YOUR GOAL — Transcribe every entry word for word, leaving out all images.

##### DATA SHOWN #####

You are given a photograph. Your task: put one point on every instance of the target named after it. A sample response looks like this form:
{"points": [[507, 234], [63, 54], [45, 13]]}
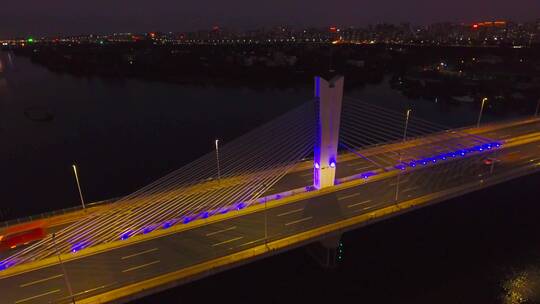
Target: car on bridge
{"points": [[20, 235]]}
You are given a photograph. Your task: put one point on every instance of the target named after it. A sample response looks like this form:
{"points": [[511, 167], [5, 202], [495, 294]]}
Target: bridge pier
{"points": [[327, 252], [329, 95]]}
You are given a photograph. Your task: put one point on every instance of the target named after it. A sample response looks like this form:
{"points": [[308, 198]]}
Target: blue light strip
{"points": [[412, 163]]}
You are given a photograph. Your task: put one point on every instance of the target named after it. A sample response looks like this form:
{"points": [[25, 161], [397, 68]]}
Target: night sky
{"points": [[50, 17]]}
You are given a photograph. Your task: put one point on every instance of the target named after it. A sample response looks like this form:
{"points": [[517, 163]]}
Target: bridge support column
{"points": [[326, 252], [329, 96]]}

#####

RESULT FOR THIS EXERCISE —
You are given a photograph. Your task: put one point on every instance of the target named after it. A sample response looks like this form:
{"points": [[507, 234], [63, 54], [45, 13]]}
Target: car on bridge
{"points": [[20, 235]]}
You are given a photograph. Your task: put one point on every instance of the target named after it. A sample response looks like this form:
{"points": [[511, 167], [5, 202], [495, 294]]}
Target: bridge pier
{"points": [[327, 252], [329, 95]]}
You are given a photograph. Your task: put one point on every instance of the target named after it. A sample response looks like this form:
{"points": [[308, 198]]}
Target: blue light strip
{"points": [[412, 163]]}
You are given a photograph. Your task: put one point on every instance of the target named after it. A sample response looks like this form:
{"points": [[25, 161], [397, 68]]}
Target: night sky
{"points": [[50, 17]]}
You are given a photograph. Your task: put one point on every instance of the target named after it. A sample response looks like this form:
{"points": [[517, 163]]}
Target: bridge support column
{"points": [[326, 252], [329, 96]]}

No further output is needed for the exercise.